> [Exercise aim]:
The response must be a precise copy of the records that follow.

[Point localization data]
▼

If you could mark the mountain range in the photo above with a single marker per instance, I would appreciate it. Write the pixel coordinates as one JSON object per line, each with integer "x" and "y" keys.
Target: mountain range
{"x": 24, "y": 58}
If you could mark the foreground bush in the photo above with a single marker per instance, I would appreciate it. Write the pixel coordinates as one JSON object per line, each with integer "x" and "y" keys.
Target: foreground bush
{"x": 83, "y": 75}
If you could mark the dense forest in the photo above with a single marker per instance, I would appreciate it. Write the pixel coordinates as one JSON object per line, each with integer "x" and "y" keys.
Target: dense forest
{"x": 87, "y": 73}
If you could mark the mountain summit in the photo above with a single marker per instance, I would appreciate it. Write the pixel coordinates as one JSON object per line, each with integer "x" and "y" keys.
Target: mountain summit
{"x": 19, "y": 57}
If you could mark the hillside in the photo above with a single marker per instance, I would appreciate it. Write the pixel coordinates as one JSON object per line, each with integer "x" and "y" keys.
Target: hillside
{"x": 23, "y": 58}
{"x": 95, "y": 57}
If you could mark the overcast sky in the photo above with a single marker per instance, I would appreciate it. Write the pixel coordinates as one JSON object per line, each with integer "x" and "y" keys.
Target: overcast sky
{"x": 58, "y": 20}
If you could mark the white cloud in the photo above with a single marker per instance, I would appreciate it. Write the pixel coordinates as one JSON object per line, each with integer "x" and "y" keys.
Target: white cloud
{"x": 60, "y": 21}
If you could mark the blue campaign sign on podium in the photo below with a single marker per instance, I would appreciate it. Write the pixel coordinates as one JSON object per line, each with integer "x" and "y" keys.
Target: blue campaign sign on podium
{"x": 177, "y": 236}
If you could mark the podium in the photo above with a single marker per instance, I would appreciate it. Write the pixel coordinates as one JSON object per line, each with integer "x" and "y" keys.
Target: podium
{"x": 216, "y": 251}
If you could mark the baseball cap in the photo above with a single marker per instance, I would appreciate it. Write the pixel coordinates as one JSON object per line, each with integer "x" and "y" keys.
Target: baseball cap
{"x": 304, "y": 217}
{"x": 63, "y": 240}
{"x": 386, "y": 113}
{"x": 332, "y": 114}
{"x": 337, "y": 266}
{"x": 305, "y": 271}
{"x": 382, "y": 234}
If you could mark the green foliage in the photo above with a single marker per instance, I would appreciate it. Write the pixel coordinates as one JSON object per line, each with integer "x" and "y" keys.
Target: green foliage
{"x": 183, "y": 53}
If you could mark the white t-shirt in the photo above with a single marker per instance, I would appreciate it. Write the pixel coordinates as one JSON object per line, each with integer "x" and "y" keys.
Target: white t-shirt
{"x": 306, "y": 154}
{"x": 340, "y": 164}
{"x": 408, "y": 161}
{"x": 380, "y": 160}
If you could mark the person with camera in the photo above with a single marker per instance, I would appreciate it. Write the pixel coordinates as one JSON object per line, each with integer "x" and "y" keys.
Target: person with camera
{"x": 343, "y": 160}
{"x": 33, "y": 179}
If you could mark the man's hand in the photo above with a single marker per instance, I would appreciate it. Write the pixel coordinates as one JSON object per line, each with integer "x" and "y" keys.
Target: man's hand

▲

> [Answer section]:
If you could mark the mountain range in the photo above with a single marker per instance, I would appreciate it. Write the pixel coordinates as one JSON object per line, each with integer "x" and "y" keys.
Target: mountain range
{"x": 24, "y": 58}
If you could mark the foreground bush in the photo above with a single marker per instance, I would appreciate it. Write the pixel coordinates as one JSON object per line, each with integer "x" and "y" keys.
Target: foreground bush
{"x": 83, "y": 75}
If you could mark the dense forest in the photo above with a single marker per instance, I would appreciate it. Write the pixel coordinates as one JSON object per line, each with integer "x" and "y" keys.
Target: dense forest
{"x": 87, "y": 73}
If you could mark the mountain summit in the photo above with a single marker per instance, I would appreciate it. Write the pixel coordinates as one JSON object per line, each with integer "x" and "y" keys.
Target: mountain summit
{"x": 19, "y": 57}
If you could mark the hillside in the photo above with a single marker per instance, I would appreciate it. Write the pixel coordinates as one JSON object per line, each with integer "x" and "y" keys.
Target: hillside
{"x": 23, "y": 58}
{"x": 95, "y": 57}
If you could mark the overcast sky in the photo above with a single marker per instance, I would appreciate it. Write the pixel coordinates as one JSON object per line, each with integer "x" and "y" keys.
Target: overcast sky
{"x": 58, "y": 20}
If you could mark the white cloud in the photo above with a single marker per instance, I would appreciate it. Write the pixel coordinates as one JSON object per line, each with integer "x" and "y" keys.
Target: white cloud
{"x": 60, "y": 21}
If you could mark the blue campaign sign on podium in the photo below with a single marker per instance, I would appreciate it. Write the pixel coordinates as one JSON object per line, each with integer "x" and "y" keys.
Target: blue campaign sign on podium
{"x": 177, "y": 236}
If you could mark the podium in the photo above with a single marker per instance, I would appreciate it. Write the pixel coordinates as one JSON object per line, each with integer "x" and "y" keys.
Target: podium
{"x": 216, "y": 251}
If you could mark the baseball cap in the photo above with a single marker per instance, I would appreciate it. Write the pixel coordinates as one JSON object per line, each with integer "x" and "y" keys.
Target: baseball cap
{"x": 304, "y": 217}
{"x": 63, "y": 240}
{"x": 386, "y": 113}
{"x": 332, "y": 114}
{"x": 337, "y": 266}
{"x": 305, "y": 271}
{"x": 382, "y": 234}
If you could mark the green foliage in the photo above with a single marker per instance, I would appreciate it. Write the pixel coordinates as one JSON object per line, each with integer "x" and "y" keys.
Target: green foliage
{"x": 183, "y": 53}
If you could mark the white t-shirt in the photo above with a single marker per instance, I would appreciate it. Write the pixel coordinates as one JSON object per line, each with integer "x" and "y" keys.
Target: white t-shirt
{"x": 306, "y": 154}
{"x": 340, "y": 164}
{"x": 408, "y": 161}
{"x": 380, "y": 160}
If you could mark the person with camera in the photo above with a single marker per instance, I would appreciate it. Write the pixel coordinates as one JSON object per line, each with integer "x" and "y" keys.
Target: person with camera
{"x": 343, "y": 160}
{"x": 33, "y": 179}
If you could mark the man's hand in the photo above with a single marker per instance, I would appreciate it. Write the pixel coordinates as one JSON object per line, each with integer "x" and "y" keys.
Target: man's hand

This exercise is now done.